Point localization data:

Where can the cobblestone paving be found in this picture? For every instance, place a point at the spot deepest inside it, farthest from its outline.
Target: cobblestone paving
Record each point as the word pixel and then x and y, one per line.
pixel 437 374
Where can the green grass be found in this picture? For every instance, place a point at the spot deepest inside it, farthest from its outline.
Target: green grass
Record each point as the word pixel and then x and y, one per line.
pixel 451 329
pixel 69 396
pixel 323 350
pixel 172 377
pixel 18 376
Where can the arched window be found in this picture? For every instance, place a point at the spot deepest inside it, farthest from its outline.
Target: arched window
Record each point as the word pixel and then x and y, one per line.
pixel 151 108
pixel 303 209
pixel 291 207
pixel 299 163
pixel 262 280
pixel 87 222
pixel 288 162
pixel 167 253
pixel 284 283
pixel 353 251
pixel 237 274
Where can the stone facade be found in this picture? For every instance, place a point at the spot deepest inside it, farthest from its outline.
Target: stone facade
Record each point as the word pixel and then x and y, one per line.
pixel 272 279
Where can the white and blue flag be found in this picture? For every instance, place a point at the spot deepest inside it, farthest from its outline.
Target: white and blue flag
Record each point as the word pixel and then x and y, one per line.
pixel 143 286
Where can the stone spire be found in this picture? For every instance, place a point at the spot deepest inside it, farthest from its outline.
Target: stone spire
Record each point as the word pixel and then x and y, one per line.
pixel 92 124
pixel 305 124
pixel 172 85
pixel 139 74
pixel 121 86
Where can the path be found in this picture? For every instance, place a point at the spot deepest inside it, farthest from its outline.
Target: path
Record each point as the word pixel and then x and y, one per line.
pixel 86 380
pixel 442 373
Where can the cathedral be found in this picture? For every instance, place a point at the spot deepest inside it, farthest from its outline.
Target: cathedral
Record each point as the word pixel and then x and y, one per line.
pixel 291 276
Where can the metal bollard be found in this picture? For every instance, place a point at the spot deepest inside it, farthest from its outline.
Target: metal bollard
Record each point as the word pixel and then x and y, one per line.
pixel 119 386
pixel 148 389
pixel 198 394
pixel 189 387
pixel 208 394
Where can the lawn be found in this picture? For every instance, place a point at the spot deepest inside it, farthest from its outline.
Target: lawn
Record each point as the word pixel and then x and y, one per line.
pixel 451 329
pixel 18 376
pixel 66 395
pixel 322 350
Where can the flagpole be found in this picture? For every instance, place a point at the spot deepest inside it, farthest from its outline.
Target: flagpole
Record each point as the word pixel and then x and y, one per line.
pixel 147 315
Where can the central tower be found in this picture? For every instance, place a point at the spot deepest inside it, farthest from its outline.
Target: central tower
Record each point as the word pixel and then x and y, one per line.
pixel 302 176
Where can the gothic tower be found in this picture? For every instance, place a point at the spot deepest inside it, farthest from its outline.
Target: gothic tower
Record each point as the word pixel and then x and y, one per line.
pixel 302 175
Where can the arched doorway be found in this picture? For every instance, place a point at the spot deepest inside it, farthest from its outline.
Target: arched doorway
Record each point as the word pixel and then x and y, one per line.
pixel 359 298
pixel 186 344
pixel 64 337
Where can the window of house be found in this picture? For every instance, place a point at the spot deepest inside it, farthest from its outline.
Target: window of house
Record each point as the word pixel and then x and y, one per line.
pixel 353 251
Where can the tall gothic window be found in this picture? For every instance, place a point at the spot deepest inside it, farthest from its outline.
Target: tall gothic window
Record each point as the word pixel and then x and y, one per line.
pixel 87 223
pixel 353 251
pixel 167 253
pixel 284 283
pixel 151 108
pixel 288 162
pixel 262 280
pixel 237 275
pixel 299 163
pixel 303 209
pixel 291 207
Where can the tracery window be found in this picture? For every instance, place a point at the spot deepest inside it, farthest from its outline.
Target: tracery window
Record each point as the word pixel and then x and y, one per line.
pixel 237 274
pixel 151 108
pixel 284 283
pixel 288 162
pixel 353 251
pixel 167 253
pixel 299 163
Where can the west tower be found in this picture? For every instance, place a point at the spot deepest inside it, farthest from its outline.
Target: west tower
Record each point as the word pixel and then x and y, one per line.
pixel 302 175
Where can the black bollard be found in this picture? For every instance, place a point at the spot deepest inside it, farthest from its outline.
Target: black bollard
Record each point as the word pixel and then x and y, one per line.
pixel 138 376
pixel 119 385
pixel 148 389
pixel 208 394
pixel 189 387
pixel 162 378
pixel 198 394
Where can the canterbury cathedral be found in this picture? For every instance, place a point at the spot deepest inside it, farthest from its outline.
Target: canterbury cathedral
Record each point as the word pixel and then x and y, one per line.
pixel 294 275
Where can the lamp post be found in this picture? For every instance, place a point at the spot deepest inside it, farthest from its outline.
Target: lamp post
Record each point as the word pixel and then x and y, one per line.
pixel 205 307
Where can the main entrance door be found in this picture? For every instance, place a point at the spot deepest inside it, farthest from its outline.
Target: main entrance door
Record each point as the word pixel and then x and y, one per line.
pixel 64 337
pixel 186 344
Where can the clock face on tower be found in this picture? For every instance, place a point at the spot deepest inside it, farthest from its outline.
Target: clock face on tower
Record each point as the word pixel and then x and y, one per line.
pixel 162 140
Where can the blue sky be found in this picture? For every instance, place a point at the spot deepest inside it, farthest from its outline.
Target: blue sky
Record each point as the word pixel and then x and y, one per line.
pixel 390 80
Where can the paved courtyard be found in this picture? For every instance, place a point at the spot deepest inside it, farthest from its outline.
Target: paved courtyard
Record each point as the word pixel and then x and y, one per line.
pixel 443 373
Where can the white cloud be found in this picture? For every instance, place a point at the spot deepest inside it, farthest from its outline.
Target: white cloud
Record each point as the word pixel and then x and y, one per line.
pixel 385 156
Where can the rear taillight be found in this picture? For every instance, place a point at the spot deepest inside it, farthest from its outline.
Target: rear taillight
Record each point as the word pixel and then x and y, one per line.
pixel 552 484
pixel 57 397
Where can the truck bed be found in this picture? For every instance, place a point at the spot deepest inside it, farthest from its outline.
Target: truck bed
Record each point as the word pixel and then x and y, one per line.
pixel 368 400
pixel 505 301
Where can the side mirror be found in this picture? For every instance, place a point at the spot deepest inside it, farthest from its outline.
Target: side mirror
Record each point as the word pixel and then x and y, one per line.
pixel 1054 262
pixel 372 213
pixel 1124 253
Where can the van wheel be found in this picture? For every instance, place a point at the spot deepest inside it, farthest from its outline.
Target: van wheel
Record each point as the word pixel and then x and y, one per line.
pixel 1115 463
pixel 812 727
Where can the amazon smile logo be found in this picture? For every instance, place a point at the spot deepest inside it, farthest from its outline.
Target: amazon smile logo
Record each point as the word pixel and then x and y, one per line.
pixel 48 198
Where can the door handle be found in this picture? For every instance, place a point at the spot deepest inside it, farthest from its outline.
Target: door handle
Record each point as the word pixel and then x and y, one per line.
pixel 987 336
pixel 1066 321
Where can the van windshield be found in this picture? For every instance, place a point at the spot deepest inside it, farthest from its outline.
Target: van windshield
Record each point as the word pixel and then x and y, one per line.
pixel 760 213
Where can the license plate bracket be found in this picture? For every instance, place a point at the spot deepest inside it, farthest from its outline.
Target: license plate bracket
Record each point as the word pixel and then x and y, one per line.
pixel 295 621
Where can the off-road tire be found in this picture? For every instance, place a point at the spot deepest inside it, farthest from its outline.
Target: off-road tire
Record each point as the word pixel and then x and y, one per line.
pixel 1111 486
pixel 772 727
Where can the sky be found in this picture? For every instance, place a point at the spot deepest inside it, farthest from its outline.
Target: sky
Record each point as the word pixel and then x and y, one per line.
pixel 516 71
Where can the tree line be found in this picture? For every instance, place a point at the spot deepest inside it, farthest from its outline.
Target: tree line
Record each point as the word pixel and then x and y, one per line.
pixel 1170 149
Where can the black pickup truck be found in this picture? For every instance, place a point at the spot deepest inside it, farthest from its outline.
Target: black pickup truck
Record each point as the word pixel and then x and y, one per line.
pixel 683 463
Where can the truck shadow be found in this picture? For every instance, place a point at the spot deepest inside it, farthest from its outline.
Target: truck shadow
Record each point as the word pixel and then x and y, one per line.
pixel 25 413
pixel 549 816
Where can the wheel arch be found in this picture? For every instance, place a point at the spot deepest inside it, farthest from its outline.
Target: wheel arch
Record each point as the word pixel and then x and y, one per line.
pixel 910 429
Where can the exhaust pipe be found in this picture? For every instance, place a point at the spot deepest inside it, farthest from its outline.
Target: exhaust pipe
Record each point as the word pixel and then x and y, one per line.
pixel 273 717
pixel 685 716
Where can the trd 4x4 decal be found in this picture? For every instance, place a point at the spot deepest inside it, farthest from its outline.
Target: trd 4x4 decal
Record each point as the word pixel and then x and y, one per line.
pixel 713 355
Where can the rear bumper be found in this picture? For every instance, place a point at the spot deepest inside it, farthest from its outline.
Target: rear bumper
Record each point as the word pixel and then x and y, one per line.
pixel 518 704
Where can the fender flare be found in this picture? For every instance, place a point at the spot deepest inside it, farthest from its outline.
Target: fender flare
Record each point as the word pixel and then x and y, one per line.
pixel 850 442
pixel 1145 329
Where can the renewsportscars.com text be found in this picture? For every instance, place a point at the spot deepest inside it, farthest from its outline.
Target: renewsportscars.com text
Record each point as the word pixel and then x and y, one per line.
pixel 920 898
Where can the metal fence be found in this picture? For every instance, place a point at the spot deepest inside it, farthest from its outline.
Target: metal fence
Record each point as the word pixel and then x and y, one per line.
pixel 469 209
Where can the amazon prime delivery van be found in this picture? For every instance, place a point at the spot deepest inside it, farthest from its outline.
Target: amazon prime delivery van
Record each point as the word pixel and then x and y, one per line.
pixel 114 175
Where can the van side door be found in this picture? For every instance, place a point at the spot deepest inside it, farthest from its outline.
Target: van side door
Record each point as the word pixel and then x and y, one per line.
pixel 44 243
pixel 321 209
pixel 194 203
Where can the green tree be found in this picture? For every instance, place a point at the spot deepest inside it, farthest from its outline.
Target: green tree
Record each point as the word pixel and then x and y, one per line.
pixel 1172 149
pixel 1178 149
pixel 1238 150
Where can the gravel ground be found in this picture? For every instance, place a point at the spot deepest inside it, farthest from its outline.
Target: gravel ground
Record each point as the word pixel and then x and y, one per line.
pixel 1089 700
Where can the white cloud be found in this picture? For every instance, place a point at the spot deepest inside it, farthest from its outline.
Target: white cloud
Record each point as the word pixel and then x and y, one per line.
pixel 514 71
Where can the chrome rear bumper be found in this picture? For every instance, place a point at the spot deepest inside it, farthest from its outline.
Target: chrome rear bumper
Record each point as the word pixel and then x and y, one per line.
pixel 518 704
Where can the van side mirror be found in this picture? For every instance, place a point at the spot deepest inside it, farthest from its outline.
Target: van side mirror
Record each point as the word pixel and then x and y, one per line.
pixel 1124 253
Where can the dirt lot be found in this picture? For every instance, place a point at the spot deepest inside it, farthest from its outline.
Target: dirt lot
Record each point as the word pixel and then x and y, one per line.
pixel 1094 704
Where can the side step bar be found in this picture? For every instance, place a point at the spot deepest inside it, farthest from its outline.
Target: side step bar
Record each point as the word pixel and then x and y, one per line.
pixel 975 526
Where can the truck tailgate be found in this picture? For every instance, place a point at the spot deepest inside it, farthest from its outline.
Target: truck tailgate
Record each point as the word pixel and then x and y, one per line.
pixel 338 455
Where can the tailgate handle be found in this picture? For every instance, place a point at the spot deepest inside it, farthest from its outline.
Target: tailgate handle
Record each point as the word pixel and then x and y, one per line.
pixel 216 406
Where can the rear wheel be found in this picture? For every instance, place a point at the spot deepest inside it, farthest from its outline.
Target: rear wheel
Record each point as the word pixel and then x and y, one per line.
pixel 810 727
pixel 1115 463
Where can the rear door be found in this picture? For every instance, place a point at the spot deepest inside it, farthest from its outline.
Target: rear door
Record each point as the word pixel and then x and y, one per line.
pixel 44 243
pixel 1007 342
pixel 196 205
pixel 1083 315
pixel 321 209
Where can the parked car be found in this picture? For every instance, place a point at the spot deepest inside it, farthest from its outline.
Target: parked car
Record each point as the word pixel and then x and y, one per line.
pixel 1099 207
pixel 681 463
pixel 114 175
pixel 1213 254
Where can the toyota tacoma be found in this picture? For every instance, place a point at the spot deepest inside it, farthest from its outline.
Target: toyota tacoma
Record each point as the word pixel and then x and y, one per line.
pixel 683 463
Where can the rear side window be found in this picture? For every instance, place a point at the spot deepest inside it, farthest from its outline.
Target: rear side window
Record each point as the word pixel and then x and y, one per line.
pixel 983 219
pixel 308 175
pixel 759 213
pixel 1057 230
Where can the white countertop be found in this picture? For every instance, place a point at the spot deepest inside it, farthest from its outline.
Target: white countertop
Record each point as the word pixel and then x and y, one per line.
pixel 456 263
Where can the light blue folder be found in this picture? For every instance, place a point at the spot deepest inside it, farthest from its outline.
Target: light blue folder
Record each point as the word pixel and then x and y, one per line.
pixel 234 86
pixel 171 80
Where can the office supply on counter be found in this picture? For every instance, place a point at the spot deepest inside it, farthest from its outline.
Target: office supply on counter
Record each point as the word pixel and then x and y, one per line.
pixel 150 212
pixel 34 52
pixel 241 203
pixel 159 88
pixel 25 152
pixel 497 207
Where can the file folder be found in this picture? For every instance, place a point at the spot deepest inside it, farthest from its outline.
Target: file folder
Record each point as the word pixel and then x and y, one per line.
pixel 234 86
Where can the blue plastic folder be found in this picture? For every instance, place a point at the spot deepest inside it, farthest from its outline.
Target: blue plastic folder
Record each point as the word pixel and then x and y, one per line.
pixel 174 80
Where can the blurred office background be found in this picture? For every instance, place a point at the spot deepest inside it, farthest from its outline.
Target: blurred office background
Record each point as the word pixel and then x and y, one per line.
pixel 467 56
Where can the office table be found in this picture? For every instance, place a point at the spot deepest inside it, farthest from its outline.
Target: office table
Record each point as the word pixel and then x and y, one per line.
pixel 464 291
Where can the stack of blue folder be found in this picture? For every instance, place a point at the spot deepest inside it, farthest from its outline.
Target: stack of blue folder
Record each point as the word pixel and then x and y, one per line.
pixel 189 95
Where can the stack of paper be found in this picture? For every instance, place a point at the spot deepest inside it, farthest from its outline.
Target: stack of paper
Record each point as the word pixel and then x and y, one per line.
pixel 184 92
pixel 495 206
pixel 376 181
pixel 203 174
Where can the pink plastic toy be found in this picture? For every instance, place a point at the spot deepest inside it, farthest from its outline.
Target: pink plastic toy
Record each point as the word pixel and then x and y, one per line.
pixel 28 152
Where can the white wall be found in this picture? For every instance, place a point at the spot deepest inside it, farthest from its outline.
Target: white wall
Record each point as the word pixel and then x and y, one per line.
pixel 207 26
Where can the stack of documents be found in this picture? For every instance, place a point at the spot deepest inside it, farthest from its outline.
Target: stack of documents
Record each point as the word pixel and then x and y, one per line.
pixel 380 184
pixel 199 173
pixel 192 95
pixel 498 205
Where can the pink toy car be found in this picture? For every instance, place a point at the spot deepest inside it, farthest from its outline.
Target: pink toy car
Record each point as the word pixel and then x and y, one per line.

-- What this task involves --
Copy the lines of the entries above that mention "prime".

-- Solution to this problem --
Where can the amazon prime delivery van be found in this picture? For every instance, place a point at the spot deepest inside it, farthest from its outline.
Target: amazon prime delivery van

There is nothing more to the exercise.